Monsieur le président, monsieur le ministre, mes chers collègues, le texte que nous examinons aujourd’hui à l’issue de la commission mixte paritaire du 24 juin dernier, longtemps attendu, constitue une avancée importante pour notre politique de solidarité internationale.
Le passage au Parlement a en effet permis de concrétiser le travail accompli depuis plusieurs années par les commissions des affaires étrangères des deux assemblées. Il traduit également votre engagement, monsieur le ministre, à mener à son terme un processus long et semé d’embûches, dont la crise sanitaire n’a pas été la moindre.
Ce projet de loi fixe ainsi un cadre clair et précis pour l’ensemble des principes et des finalités de cette politique de solidarité internationale.
À cet égard, l’ajout d’un article liminaire résumant ses grands axes constitue un apport pertinent des députés, dont nous avons souhaité renforcer encore la portée, en distinguant trois aspects principaux : la lutte contre la pauvreté et les inégalités internationales ; la préservation des biens publics mondiaux ; la défense des droits humains.
Chacun de ces grands objectifs, d’égale importance, doit se déployer selon une logique qui lui est propre, avec des instruments financiers spécifiques. L’intelligibilité de la loi et l’adhésion de nos concitoyens à cette politique souvent très méconnue supposaient cette clarification, que les députés ont pleinement approuvée.
Nous nous félicitons également des dispositions améliorant la gouvernance de l’aide publique au développement, même si nous aurions souhaité aller plus loin dans ce domaine.
Le texte introduit certes un peu plus de cohérence, mais nous estimons que le rôle de chef d’orchestre du ministre chargé du développement devrait davantage être affirmé, notamment en ce qui concerne le pilotage de l’Agence française de développement.
S’agissant des dispositions financières, nous avions, dès le début de l’examen du texte, relevé le paradoxe que constituait une loi de programmation qui ne prévoyait pas de crédits au-delà de 2022.
« Loi de programmation rétrospective », « loi dont les objectifs sont atteints avant même d’être votés » : les qualificatifs quelque peu ironiques, mais malheureusement assez fondés, n’ont pas manqué, aussi bien de notre part que de celle des députés.

========================================

Consignes
A. Pour chaque affirmation, dites si elle concorde avec le discours sur la solidarité internationale en répondant par oui ou non et en citant les mots décisifs du discours : (i) l'article liminaire est un ajout des députés ; (ii) la loi de programmation prévoyait des crédits jusqu'en 2025 ; (iii) la commission mixte paritaire s'est tenue le 24 juin.
B. Poursuivez le discours sur la solidarité internationale après sa dernière phrase.

Pointage d'objets sur photos

========================================

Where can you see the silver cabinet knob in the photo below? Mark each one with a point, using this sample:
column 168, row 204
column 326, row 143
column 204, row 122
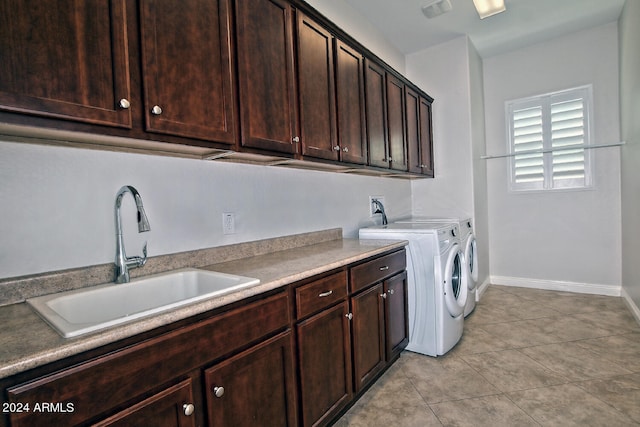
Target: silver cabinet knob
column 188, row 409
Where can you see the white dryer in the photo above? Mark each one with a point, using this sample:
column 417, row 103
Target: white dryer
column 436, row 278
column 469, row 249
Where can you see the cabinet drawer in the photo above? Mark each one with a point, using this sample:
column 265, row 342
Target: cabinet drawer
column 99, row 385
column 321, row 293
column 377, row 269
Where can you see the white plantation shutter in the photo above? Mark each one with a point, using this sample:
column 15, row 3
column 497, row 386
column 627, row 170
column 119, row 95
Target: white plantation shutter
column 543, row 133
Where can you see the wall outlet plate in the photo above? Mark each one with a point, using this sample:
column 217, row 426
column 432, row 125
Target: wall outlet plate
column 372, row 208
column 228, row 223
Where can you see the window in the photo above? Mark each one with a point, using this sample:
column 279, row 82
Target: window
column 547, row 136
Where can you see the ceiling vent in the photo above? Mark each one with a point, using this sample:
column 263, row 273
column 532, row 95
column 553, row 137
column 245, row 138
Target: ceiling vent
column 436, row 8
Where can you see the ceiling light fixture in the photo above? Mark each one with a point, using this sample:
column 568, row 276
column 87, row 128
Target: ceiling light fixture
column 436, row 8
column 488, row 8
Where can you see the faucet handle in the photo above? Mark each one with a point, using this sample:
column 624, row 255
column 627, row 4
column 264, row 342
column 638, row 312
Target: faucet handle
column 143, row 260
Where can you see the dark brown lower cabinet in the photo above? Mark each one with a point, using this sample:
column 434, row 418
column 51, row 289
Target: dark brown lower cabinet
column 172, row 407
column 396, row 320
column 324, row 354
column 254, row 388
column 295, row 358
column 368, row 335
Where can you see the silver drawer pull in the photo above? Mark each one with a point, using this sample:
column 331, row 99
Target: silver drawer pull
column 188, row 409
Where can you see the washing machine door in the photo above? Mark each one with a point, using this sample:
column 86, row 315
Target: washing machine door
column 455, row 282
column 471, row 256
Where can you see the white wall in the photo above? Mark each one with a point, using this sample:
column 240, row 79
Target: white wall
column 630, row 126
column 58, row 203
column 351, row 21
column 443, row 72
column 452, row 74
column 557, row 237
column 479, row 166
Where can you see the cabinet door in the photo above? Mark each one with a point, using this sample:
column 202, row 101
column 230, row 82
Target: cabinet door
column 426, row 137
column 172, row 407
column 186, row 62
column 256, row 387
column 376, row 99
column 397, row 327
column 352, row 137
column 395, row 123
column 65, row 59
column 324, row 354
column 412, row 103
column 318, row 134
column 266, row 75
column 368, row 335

========================================

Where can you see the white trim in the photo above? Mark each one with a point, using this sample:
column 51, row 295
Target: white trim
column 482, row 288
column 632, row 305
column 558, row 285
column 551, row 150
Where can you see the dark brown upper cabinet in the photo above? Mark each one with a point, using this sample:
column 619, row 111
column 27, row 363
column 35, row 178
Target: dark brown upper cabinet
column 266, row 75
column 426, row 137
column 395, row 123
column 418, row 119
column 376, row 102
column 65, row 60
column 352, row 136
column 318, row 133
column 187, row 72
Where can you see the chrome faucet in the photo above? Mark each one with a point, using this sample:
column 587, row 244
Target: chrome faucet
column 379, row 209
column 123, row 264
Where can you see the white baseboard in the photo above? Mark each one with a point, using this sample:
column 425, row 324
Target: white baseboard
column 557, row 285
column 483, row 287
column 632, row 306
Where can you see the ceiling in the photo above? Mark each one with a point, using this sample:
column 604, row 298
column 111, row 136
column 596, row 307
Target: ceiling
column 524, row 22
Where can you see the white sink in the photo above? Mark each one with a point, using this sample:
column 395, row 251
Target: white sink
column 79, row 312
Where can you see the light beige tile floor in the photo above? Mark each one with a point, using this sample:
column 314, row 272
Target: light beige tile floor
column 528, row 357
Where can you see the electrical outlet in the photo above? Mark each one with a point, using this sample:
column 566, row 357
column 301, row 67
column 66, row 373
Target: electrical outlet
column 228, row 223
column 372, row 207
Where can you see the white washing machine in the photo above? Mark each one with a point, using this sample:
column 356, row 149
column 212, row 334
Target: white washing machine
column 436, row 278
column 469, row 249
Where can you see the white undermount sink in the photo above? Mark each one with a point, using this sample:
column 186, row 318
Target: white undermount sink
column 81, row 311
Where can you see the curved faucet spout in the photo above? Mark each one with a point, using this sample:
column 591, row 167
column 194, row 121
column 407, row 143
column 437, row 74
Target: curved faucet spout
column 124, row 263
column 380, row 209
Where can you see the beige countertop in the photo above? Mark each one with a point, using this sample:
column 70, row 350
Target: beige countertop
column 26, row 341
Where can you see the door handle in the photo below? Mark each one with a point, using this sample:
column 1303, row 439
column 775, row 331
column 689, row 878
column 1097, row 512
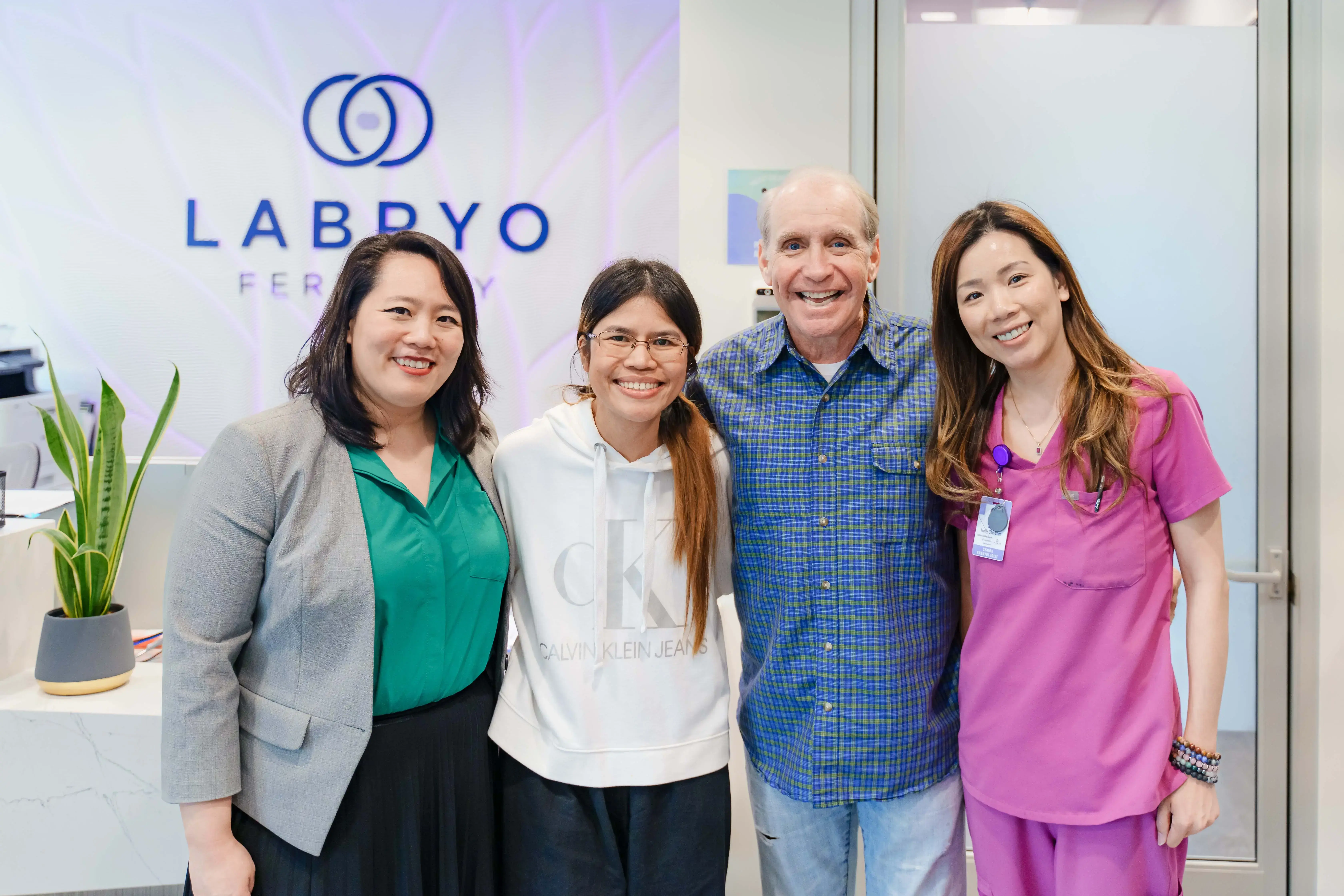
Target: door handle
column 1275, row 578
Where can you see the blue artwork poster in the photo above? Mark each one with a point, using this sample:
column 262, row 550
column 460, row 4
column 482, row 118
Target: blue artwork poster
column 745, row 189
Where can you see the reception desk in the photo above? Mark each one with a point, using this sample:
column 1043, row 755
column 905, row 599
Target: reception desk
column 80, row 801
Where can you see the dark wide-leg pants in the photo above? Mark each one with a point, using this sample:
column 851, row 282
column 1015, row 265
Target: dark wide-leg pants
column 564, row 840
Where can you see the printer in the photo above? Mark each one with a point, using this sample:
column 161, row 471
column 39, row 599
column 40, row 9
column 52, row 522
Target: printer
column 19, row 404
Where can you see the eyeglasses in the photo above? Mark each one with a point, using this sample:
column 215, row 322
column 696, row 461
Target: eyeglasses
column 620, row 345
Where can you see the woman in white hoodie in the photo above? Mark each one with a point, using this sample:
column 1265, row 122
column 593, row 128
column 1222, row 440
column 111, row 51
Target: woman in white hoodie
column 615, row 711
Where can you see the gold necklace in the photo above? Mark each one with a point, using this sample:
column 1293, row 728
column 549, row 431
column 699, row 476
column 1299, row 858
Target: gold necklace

========================================

Corrigé
A.
(i) Oui : « l’ajout d’un article liminaire résumant ses grands axes constitue un apport pertinent des députés ».
(ii) Non : « une loi de programmation qui ne prévoyait pas de crédits au-delà de 2022 ».
(iii) Oui : « à l’issue de la commission mixte paritaire du 24 juin dernier ».

B.
Au Sénat, nous avions tenté d’y remédier par l’introduction d’une programmation des crédits de la mission « Aide publique au développement » jusqu’en 2025. Les députés, tout en voulant maintenir un objectif de 0, 7 % du RNB en 2025, s’y sont opposés.
Finalement, nous nous sommes accordés sur une trajectoire de croissance avec des pourcentages du RNB pour chaque année jusqu’en 2025. Il s’agit maintenant de traduire cette trajectoire au sein des lois de finances successives afin de donner à cette politique les moyens de ses ambitions.
La commission mixte paritaire a également permis d’aboutir à un accord sur un autre aspect très novateur du texte : la création d’une commission d’évaluation de l’aide publique au développement, sujet sur lequel le président de notre commission, Christian Cambon, s’est particulièrement engagé.
Nous avions ici une différence d’appréciation notable avec les députés qui souhaitaient, sur le modèle britannique, une commission purement administrative et technique avec des experts à temps plein.
Nous estimions de notre côté qu’une commission équilibrée devait comporter parmi ses membres des parlementaires, capables d’apporter un regard différent, soucieux de l’efficacité concrète des projets et motivés par le contrôle démocratique de cette politique.
Nous avons trouvé un accord combinant les deux approches, en prévoyant au sein de la même commission un groupe d’experts indépendants rendant compte de ses travaux à un collège de parlementaires. Cette commission permettra ainsi de mesurer l’impact final des projets et d’apporter de nombreuses informations à l’Assemblée nationale et au Sénat afin que le Parlement puisse exercer le rôle de contrôle de l’action du Gouvernement qui lui est confié par la Constitution.
Par ailleurs, nous avons également trouvé un accord avec les députés s’agissant des dispositions relatives au ciblage de l’aide, que nous avions introduites lors de l’examen du texte par notre commission.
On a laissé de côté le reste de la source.